STATED GOAL:
Reproduce verbatim the lines of the listing below, from the line containing "# Task: locate the ship railing in this image" through the line containing "top-left (0, 0), bottom-right (300, 139)", both lines included.

RECORDS FOR THIS TASK:
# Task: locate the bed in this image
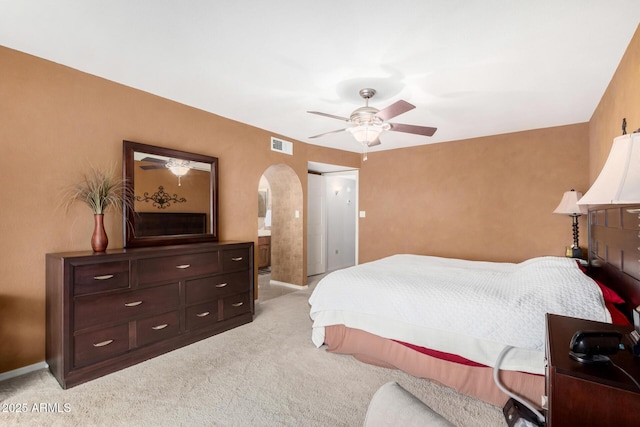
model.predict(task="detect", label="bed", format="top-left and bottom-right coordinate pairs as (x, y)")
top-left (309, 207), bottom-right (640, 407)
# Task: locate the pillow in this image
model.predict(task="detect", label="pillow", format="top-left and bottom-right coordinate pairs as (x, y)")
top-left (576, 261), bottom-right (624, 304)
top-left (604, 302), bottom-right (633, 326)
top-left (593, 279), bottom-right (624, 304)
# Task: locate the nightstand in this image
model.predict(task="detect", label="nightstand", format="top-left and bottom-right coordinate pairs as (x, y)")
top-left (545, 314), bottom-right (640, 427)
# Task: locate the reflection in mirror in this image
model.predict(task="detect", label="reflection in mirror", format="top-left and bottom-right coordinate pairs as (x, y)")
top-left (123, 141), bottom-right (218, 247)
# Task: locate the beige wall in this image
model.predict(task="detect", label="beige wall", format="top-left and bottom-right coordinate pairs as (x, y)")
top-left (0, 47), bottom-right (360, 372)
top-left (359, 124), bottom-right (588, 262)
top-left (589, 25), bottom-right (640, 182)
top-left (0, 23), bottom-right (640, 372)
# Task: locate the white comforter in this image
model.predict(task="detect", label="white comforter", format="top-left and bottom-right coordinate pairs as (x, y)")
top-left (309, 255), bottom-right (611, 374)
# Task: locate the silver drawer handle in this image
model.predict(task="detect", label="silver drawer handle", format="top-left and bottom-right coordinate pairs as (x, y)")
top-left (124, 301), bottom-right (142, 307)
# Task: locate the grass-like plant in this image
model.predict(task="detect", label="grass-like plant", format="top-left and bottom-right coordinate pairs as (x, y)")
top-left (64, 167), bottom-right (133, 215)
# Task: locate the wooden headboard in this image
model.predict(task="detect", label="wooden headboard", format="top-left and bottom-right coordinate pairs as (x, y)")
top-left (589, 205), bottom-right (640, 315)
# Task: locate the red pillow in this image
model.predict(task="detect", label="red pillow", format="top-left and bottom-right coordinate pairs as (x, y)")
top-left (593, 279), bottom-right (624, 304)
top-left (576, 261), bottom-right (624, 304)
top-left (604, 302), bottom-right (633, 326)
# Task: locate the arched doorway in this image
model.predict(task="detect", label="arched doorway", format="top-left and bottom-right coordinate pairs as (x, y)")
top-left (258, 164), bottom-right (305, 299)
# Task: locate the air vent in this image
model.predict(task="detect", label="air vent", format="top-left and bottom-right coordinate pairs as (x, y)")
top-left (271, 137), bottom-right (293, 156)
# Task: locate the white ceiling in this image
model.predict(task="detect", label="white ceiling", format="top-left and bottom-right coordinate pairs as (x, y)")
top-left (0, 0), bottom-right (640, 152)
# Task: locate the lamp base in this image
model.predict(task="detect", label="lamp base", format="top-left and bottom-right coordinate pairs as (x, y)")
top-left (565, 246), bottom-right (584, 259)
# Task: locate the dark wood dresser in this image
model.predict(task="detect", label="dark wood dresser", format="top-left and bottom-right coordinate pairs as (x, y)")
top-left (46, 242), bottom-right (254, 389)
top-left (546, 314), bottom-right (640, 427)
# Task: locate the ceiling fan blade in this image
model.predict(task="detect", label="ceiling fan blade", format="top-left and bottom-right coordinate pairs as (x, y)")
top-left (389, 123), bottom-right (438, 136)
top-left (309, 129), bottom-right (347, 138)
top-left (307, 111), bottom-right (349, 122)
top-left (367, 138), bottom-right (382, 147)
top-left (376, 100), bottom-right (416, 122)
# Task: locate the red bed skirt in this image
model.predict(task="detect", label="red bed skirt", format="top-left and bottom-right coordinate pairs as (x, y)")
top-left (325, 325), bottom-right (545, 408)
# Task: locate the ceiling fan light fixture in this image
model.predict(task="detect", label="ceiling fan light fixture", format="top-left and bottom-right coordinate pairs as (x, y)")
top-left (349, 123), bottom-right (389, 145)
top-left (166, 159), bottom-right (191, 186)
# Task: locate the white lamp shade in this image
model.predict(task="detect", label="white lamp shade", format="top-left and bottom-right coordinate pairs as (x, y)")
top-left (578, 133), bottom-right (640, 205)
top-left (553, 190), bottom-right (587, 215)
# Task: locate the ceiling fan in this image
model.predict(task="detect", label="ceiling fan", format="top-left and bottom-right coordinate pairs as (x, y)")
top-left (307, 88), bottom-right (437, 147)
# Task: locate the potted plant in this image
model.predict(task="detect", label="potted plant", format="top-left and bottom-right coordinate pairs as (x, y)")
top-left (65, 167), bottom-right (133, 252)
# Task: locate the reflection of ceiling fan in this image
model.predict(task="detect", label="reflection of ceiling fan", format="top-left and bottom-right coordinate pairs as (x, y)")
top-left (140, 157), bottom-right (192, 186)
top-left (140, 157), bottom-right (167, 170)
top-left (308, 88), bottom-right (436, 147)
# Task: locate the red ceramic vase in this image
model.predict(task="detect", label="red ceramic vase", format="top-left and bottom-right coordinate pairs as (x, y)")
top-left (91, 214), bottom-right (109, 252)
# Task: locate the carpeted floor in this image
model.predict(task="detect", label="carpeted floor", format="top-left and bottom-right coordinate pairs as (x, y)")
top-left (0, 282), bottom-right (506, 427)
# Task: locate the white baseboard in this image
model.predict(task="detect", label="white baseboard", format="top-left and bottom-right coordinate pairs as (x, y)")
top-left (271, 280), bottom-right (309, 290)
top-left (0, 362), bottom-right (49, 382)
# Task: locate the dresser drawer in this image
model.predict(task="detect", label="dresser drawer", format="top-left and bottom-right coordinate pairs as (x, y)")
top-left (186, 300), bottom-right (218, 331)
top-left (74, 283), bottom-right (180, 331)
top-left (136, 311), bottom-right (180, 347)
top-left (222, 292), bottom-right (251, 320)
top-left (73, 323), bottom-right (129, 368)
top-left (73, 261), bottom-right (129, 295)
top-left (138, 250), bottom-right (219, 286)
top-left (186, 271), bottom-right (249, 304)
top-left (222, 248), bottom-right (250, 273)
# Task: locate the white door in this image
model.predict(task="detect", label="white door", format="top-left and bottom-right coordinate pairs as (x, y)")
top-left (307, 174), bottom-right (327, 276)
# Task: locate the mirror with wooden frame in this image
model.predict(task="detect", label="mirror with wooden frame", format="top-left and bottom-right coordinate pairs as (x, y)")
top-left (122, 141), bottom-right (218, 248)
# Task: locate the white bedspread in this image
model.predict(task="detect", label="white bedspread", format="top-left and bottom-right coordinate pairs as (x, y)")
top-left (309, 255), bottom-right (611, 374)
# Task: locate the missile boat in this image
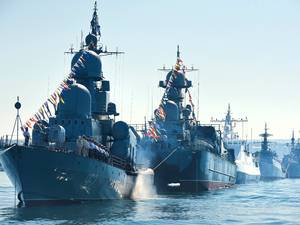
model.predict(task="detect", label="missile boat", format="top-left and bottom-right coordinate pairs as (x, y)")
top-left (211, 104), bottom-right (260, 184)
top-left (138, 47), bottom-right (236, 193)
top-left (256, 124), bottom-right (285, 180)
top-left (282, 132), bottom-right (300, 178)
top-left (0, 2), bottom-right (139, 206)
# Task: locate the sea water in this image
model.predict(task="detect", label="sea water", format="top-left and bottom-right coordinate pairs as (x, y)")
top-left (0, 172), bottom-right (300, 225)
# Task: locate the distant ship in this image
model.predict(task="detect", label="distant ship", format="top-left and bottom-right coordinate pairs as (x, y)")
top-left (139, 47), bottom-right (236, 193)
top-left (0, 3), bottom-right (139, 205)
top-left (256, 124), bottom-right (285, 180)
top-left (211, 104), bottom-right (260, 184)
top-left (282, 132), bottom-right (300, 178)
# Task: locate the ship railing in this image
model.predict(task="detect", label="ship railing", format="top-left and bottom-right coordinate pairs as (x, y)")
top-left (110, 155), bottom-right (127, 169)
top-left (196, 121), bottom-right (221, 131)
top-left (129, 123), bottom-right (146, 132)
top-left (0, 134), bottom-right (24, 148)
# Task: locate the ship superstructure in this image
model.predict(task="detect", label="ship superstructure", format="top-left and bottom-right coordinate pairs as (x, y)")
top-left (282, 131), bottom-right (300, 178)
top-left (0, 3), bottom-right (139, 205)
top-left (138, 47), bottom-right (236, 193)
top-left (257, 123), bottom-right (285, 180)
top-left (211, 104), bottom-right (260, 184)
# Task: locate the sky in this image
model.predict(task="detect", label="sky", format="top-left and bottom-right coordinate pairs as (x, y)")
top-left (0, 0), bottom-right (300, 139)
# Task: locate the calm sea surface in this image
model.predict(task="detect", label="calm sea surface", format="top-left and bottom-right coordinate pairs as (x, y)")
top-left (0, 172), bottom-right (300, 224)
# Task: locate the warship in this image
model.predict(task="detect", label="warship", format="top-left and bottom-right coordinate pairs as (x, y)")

TASK RESPONSE:
# Task: locate the ship railing in this image
model.predict(task="detect", label="ship railing", format="top-left and bottom-right coordinate pairs as (x, y)")
top-left (110, 155), bottom-right (127, 169)
top-left (196, 121), bottom-right (221, 131)
top-left (129, 123), bottom-right (146, 132)
top-left (0, 134), bottom-right (24, 148)
# Task: locate the ship superstructure in this image
model.predict(task="detect", label="ship superstructure", format="top-left and bottom-right coordinate pairs as (x, y)")
top-left (282, 131), bottom-right (300, 178)
top-left (0, 3), bottom-right (139, 205)
top-left (138, 47), bottom-right (236, 193)
top-left (257, 123), bottom-right (285, 180)
top-left (211, 104), bottom-right (260, 184)
# Task: locate the sky in this image
model.predict(task="detect", label="sky", format="top-left and bottom-right coordinate pairs as (x, y)")
top-left (0, 0), bottom-right (300, 139)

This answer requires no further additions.